## BRIEF:
In the oxytocin study summary, how many healthy males self-administered oxytocin or placebo?

Oxytocin-motivated ally selection is moderated by fetal testosterone exposure and empathic concern
Frontiers in Neuroscience
Number of pages
Faculty of Social and Behavioural Sciences (FMG)
Psychology Research Institute (PsyRes)
In humans, the hypothalamic neuropeptide oxytocin shifts the individual’s focus on self-interest towards group-serving cognitions
and decision making. Here we examine this general tendency in the context of group formation, where individuals included into
their group (or not) 18 targets morphed as having low or high-threat potential (with high-threat targets being beneficial
to group-interests but potentially hurting the recruiter’s self-interest). Ninety healthy males self-administered oxytocin
or placebo in a randomized double-blind, placebo-controlled study design, had their hands scanned to derive fetal testosterone
vs. estradiol exposure from their 2D:4D ratio, and self-reported on their chronic empathic concern. Multilevel regression
models revealed that when given oxytocin rather than placebo, individuals with low fetal testosterone priming included low-threat
targets more and high-threat targets (somewhat) less. Individuals with high fetal testosterone (i.e., low estradiol) exposure,
however, included high-threat targets more, and low-threat targets less when given oxytocin rather than placebo. Second, when
given oxytocin rather than placebo, individuals with low empathic concern included low-threat targets more and high-threat
targets less. Individuals with high empathic concern, however, included high-threat targets more, and low-threat targets less
when given oxytocin rather than placebo. We conclude that oxytocin shifts the individual’s focus from self to group-serving
cognition and decision making, and that these tendencies are stronger for males with high rather than low fetal testosterone
exposure, and high rather than low empathic concern. Implications and avenues for future research are discussed.

## SUPPLIED DATA:
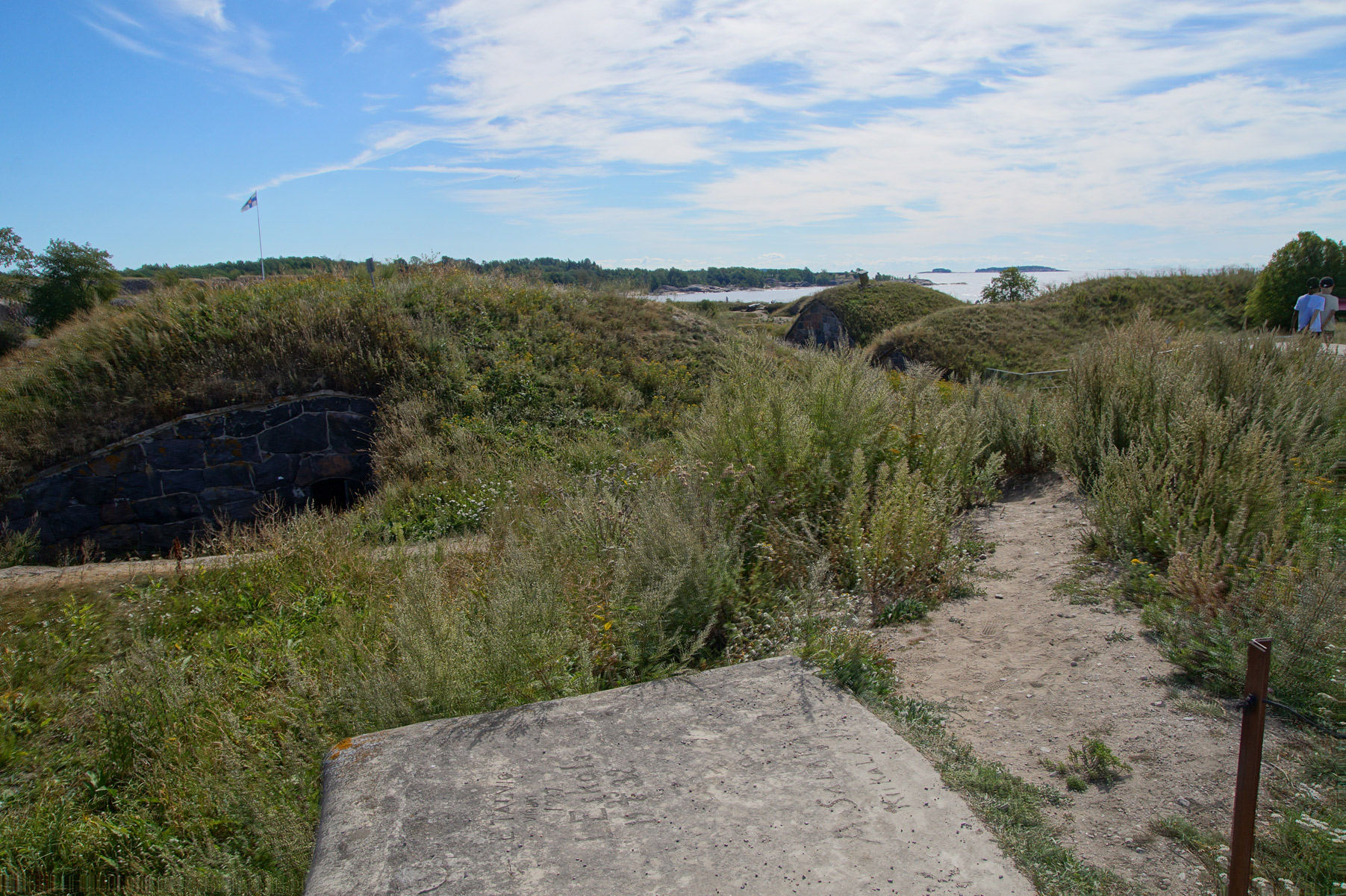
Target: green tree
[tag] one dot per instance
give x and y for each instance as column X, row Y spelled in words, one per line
column 15, row 265
column 1286, row 278
column 75, row 279
column 1010, row 285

## TASK RESULT:
Ninety.